Entries pointing to named objects:
[START]

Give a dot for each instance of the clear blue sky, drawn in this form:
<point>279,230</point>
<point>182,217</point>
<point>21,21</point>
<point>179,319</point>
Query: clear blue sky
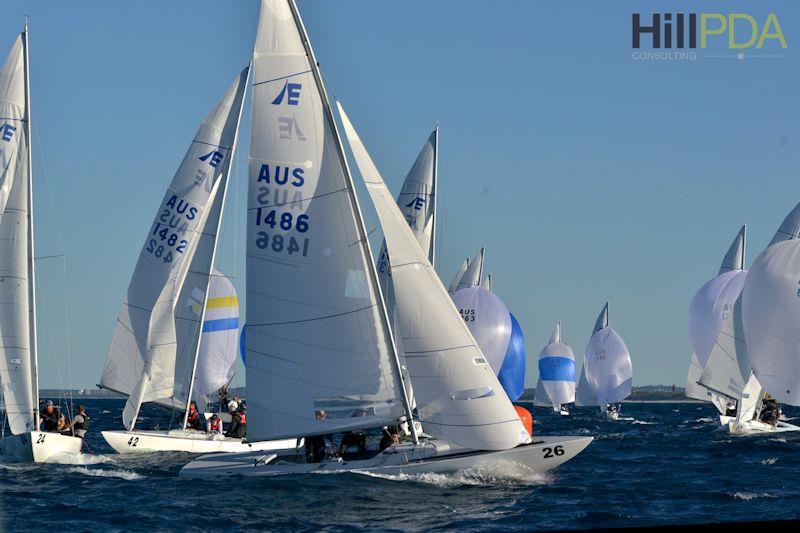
<point>588,175</point>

[END]

Rewrite every line of the rows above as a numbered list, skipping any blank lines and leaving out the pictures.

1. Give a dot for each instance of the clear blue sky, drawn in this form:
2. <point>279,230</point>
3. <point>182,217</point>
4. <point>21,21</point>
5. <point>179,319</point>
6. Query: clear blue sky
7. <point>588,175</point>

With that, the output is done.